● EXERCISE TASKS:
• A. In the article on EU digital platform regulations, when were the Digital Markets and Digital Services Acts first released in draft form?
• B. Extend the article on EU digital platform regulations beyond its final sentence.

● TEXT SEGMENT:
++++

EU Considers New Regulations for Control and Access of Media Content on Digital Platforms

As the European Union begins the process of implementing its Digital Markets and Digital Services Act, Australia will serve as a precedent for what the Union looks to emulate and avoid when enacting digital regulations.

Ursula von der Leyen
President of the European Commission, Ursula von der Leyen is talking to media at the end of a video conference meeting of the members of the European Council focused on the Covid-19 pandemic in the Justus Lipsius building, the EU Council headquarter, on January 21, 2021, in Brussels, Belgium. Thierry Monasse/Getty

Both proposed Acts were put into motion by President of the European Commission Ursula von der Leyen when she announced them as top priorities in her July 2019 political guidelines agenda.

Released in initial draft form in December 2020, each Act attempts to curb the power of digital "gatekeepers" such as Google and Facebook. The Markets Act focuses on checking Big Tech's power over the marketplace, while the Services Act seeks to check their power over content.

Australia passed a law on Thursday called the New Media Bargaining Code. The law was designed to curb the control of Facebook and Google over the media marketplace. It applies to companies deemed "digital platforms," and requires those companies to strike deals with news publishers that pay them to host their content.

Both tech giants resisted the law from its start.

++++

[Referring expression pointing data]
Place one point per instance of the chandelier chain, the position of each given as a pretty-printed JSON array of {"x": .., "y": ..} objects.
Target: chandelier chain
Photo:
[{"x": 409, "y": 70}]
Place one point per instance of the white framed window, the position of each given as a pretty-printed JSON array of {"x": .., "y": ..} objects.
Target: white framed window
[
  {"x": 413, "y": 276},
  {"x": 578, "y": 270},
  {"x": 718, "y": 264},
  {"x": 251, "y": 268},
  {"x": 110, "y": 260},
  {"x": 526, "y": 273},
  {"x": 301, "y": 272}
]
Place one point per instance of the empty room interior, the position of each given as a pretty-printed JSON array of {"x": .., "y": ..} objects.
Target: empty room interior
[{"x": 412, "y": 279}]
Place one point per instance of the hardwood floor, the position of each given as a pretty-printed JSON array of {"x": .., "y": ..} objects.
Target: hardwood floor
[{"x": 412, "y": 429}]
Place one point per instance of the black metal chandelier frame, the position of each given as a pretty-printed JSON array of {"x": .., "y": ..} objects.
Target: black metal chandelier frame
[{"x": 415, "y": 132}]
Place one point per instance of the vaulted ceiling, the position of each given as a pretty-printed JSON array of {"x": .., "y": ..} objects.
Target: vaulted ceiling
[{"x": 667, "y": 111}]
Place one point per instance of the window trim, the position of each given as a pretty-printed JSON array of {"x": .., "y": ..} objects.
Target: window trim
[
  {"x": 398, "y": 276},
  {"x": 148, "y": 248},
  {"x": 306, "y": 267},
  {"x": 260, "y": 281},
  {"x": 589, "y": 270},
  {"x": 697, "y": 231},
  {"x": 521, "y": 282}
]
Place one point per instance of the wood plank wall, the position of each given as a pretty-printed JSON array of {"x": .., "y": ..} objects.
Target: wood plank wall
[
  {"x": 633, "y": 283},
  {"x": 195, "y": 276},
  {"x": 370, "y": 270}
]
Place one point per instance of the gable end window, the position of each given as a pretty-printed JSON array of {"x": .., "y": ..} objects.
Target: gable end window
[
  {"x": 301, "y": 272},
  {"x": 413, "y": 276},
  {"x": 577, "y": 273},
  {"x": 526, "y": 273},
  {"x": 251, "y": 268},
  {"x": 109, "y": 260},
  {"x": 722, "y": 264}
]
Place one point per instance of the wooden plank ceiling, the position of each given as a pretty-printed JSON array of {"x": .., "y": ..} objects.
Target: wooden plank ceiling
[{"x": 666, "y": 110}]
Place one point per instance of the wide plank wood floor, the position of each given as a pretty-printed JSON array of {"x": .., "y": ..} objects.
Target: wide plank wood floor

++++

● ANSWERS PER TASK:
• A. December 2020.

• B.
Google threatened to pull its services from the country, and Facebook "defriended" the entire country by banning news publishers from its site for just under a week. Under pressure from Facebook, the government added a series of amendments to the bill that removed much of its enforcement authority.

YouTube
Sign with logos for Google and the Google owned video streaming service YouTube at the Googleplex, the Silicon Valley headquarters of search engine and technology company Google Inc in Mountain View, California, April 14, 2018. Smith Collection/Gado/Getty Images

The Australian government's decision to forgo direct enforcement in favor of a hands-off approach whereupon the two companies will be largely responsible for striking deals on their own demonstrates the hurdles facing nations that seek to regulate internet content.

The Digital Services Act requires platforms to "establish a powerful transparency and a clear accountability framework," with one of its major goals being the mitigation of "manipulation" and "disinformation."

An EU official told Newsweek that the stipulation of terms of conditions that requires companies to list policies and procedures on content moderation will be the means through which this goal is realized. When it comes to enforcing that regulation, the EU will ensure compliance by forcing a new standard of data transparency.

"[The Act] gives data to public authorities and researchers," an EU official told Newsweek. "As long as companies are not allowing access to this data, those making policies and those in the academic sector will always not be entirely certain of what we're talking about."

Disinformation remains a primary concern for the European Union as it looks to implement these Acts.

World Health Organization
This photograph taken on January 29, 2021 shows a sign of the World Health Organization (WHO) at the entrance of their headquarters in Geneva amid the Covid-19 outbreak, caused by the novel coronavirus. Fabrice Coffrini/Getty

A report issued by Britain's Institute for Strategic Dialogue found that from January to April of 2020 a group of 34 right-wing websites distributing false information around COVID-19 garnered 80 million interactions on Facebook.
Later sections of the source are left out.